Mick - I'm glad you finally posted it up .... as I've been itching to post something on here since you told me about it last week !!!

As I've said to you in PM's ... many congratulations.

Tim - I'm sure you'll be sorry to see it go ... but at least you know it'll be going to a good home.

Look forward to seeing your new car Mick in the not too distant future.


----------



## Kent (Jun 19, 2005)

Good score! Nothing like the feeling of a new car.... do post some pics when you can


----------



## Luffy (Jul 12, 2004)

i cant wait till TOTB, the journey ups going to be the best thing!!

So you thought more bought that Taxi business we talked bout mick!!!!


----------



## pdrobbo (Mar 18, 2004)

Nice one Mick , you now own what i consider to be the nicest sounding motor ever ... Hope you put it to good use (which i'm sure you will   )


----------



## NITO (Nov 19, 2003)

Nice one Tim and Mick. 

Good to see it go from one good home to another. Means we'll hopefully get to see both of these in action simultaneously, what a spectacle!! 

Congratulations Mick, it's probably the best looking R33 out there! Careful you don't peel the paint off when you remove the Jun stickers for the TS ones otherwise you'll have to repaint it!!  Joke: seriously: joking only, don't do it!

Well done, 
Regards
Nito


----------



## stew-s (Sep 16, 2004)

what is it with people owning so many skylines? makes me a tad jealous...lol

use and abuse it as was intended.


----------



## Chunk (Nov 16, 2002)

How about some up to date pictures of this legend of a Skyline..

Cheers Mike


----------



## Supra RZ (Feb 6, 2003)

PMSL so much for the big secret, mind you if I had purchased it I think I would have told everybody weeks ago!! Bet you cant wait for the big day mate :smokin: :smokin: 

Cheers 

Nick...


----------



## knight (Mar 2, 2002)

Congrats Mick, are you and Tim competing for the most Skylines owned?


----------



## jae (Aug 28, 2002)

*This has possibilities*

There are a lot of fine JDM demo Skylines coming up, and Tim now has a gap in his garage....

Mick, I would be lying like a bitch if I did not admit to several shades of pure envy, but bloody marvellous news. 

So that will make Interpro sit up & take notice next time, eh?


----------



## Hugh Keir (Jul 25, 2001)

Mick,

Really pleased for you.

I think your car will be a great crowd puller, you need to get it to TOTB, where there’s a will, there’s bound to be a way to get it there.

It’s been a while since I last saw the car launch at Crail where it was always spectacular.

Good luck.

Hugh


----------



## rasonline (Mar 24, 2005)

How about some pics and/or vids then?


----------



## tonigmr2 (Sep 12, 2002)

Mick

If you paint that any other colour I am personally going to beat you to death with a paint sprayer!!!!!!!!!  

Goddammit would've been nice to know it was for sale!  
Have fun
T


----------



## GT-CULTURE (Apr 14, 2005)

*cat that got the cream*

The look of a man who own's three  skylines.
------------
== EXERCISE TASK A ==
Reproduce the records word for word, from the start of the records through the line that contains "759 383 L 803".

== PROVIDED DATA ==
------------
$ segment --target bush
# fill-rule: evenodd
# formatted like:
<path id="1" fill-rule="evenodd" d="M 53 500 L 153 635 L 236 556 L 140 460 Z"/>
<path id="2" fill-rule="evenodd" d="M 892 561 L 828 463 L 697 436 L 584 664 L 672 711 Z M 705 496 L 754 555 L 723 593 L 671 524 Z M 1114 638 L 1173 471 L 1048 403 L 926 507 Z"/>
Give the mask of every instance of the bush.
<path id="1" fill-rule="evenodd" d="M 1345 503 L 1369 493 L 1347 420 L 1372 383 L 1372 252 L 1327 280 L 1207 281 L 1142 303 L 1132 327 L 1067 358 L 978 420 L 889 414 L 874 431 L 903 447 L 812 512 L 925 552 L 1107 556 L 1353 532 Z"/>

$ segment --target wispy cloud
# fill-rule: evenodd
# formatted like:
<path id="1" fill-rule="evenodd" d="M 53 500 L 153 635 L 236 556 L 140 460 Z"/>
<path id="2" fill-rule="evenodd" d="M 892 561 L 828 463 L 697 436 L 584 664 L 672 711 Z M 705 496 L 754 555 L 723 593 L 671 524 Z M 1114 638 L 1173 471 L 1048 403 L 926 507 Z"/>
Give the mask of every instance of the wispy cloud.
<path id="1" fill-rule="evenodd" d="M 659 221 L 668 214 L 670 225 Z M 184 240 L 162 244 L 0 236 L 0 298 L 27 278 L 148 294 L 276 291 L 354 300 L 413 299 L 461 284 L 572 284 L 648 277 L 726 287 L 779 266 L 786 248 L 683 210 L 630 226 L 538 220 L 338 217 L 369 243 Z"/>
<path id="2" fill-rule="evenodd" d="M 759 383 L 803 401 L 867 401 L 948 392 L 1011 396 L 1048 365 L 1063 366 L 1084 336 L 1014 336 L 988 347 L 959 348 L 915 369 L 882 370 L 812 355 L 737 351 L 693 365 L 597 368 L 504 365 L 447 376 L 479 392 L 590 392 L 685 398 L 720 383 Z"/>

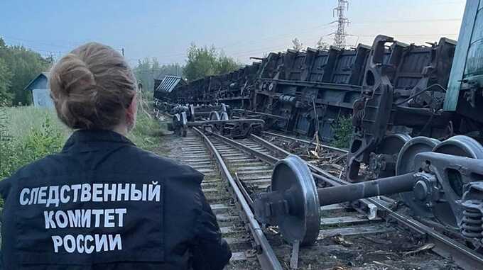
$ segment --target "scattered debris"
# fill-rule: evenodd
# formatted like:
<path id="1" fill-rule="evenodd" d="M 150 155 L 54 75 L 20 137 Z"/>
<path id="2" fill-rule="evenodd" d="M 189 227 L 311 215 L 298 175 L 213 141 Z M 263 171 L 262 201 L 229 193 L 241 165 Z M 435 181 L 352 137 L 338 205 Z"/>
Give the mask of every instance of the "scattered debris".
<path id="1" fill-rule="evenodd" d="M 337 244 L 342 244 L 342 245 L 343 245 L 344 247 L 350 247 L 350 246 L 352 246 L 352 245 L 354 244 L 353 242 L 350 242 L 350 241 L 349 241 L 349 240 L 346 240 L 345 239 L 344 239 L 344 237 L 343 237 L 342 235 L 334 235 L 334 236 L 332 237 L 332 240 L 334 240 L 334 242 L 335 242 L 336 243 L 337 243 Z"/>
<path id="2" fill-rule="evenodd" d="M 423 252 L 425 250 L 431 249 L 432 248 L 435 247 L 435 244 L 434 244 L 433 243 L 428 243 L 428 244 L 425 244 L 422 247 L 420 247 L 419 248 L 418 248 L 416 249 L 411 250 L 411 251 L 408 252 L 405 252 L 405 253 L 403 254 L 403 256 L 408 256 L 408 255 L 419 253 L 419 252 Z"/>

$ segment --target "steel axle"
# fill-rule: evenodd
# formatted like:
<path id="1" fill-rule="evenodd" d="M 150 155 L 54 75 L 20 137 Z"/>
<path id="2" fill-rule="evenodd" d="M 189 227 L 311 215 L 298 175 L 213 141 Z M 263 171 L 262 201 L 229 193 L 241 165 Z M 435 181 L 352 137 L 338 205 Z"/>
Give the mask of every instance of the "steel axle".
<path id="1" fill-rule="evenodd" d="M 379 195 L 408 192 L 424 184 L 425 174 L 408 173 L 367 182 L 317 189 L 312 173 L 298 156 L 275 165 L 271 191 L 256 194 L 255 215 L 263 223 L 277 225 L 289 242 L 313 244 L 320 223 L 320 206 Z"/>

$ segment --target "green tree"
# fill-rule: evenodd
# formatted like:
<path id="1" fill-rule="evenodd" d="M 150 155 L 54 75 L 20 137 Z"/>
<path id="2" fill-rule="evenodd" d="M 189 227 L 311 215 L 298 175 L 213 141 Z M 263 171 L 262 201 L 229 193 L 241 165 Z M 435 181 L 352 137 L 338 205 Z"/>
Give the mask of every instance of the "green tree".
<path id="1" fill-rule="evenodd" d="M 12 73 L 9 67 L 0 58 L 0 104 L 11 104 L 13 94 L 10 92 Z"/>
<path id="2" fill-rule="evenodd" d="M 23 89 L 39 73 L 48 70 L 51 63 L 40 54 L 23 46 L 7 46 L 1 38 L 0 59 L 9 69 L 0 71 L 0 77 L 11 76 L 7 92 L 12 96 L 12 103 L 13 105 L 30 104 L 32 101 L 31 93 Z M 9 72 L 11 75 L 8 75 Z"/>
<path id="3" fill-rule="evenodd" d="M 183 73 L 188 81 L 206 76 L 217 75 L 239 69 L 241 64 L 212 45 L 197 47 L 195 43 L 188 49 L 188 60 Z"/>

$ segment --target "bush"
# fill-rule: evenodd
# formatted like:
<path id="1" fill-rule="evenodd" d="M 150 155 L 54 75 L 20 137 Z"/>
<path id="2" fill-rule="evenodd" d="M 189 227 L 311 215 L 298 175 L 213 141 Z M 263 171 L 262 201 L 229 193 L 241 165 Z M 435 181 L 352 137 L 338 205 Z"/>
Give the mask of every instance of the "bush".
<path id="1" fill-rule="evenodd" d="M 339 117 L 331 128 L 334 133 L 334 140 L 331 145 L 338 148 L 349 148 L 352 139 L 352 116 Z"/>
<path id="2" fill-rule="evenodd" d="M 9 125 L 10 128 L 2 133 L 0 179 L 9 177 L 20 167 L 62 149 L 66 138 L 65 129 L 53 123 L 55 120 L 51 114 L 40 117 L 43 118 L 38 119 L 37 125 L 26 127 L 28 131 L 24 131 L 21 135 L 12 135 L 12 131 L 15 131 L 11 129 L 12 125 Z M 9 118 L 4 119 L 9 124 Z"/>

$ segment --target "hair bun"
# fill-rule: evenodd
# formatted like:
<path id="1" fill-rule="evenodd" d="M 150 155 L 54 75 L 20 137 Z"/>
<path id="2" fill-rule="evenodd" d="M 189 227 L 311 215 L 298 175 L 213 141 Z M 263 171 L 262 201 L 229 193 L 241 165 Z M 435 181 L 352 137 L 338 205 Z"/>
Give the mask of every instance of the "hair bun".
<path id="1" fill-rule="evenodd" d="M 110 129 L 123 120 L 136 79 L 122 56 L 91 43 L 64 56 L 50 71 L 59 118 L 72 128 Z"/>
------------
== EXERCISE TASK B ==
In the forum thread, why is the first poster glad that Mick finally posted it up? Answer in one to three sentences.

== WORKED SOLUTION A ==
$ segment --target bush
# fill-rule: evenodd
# formatted like:
<path id="1" fill-rule="evenodd" d="M 53 500 L 153 635 L 236 556 L 140 460 Z"/>
<path id="2" fill-rule="evenodd" d="M 892 561 L 828 463 L 697 436 L 584 664 L 672 711 Z M 705 496 L 754 555 L 723 593 L 671 524 Z M 1114 638 L 1173 471 L 1048 403 L 926 507 Z"/>
Give the mask of every instance of the bush.
<path id="1" fill-rule="evenodd" d="M 1345 503 L 1369 493 L 1347 420 L 1372 383 L 1372 252 L 1327 280 L 1207 281 L 1142 303 L 1132 327 L 1067 358 L 978 420 L 889 414 L 874 431 L 903 447 L 812 512 L 925 552 L 1107 556 L 1353 532 Z"/>

$ segment --target wispy cloud
# fill-rule: evenodd
# formatted like:
<path id="1" fill-rule="evenodd" d="M 53 500 L 153 635 L 236 556 L 140 460 Z"/>
<path id="2" fill-rule="evenodd" d="M 892 561 L 828 463 L 697 436 L 584 664 L 672 711 Z M 705 496 L 754 555 L 723 593 L 671 524 Z M 1114 638 L 1173 471 L 1048 403 L 926 507 Z"/>
Give the mask of every instance of the wispy cloud.
<path id="1" fill-rule="evenodd" d="M 659 221 L 668 214 L 670 225 Z M 184 240 L 162 244 L 0 236 L 0 298 L 27 278 L 148 294 L 276 291 L 354 300 L 413 299 L 461 284 L 572 284 L 648 277 L 726 287 L 779 266 L 786 248 L 683 210 L 630 226 L 538 220 L 338 217 L 369 243 Z"/>
<path id="2" fill-rule="evenodd" d="M 759 383 L 803 401 L 867 401 L 948 392 L 1011 396 L 1048 365 L 1063 366 L 1084 336 L 1014 336 L 988 347 L 959 348 L 915 369 L 882 370 L 812 355 L 737 351 L 693 365 L 597 368 L 504 365 L 447 376 L 479 392 L 590 392 L 685 398 L 720 383 Z"/>

== WORKED SOLUTION B ==
The first poster had been itching to post something about it on the forum ever since Mick mentioned it the week before.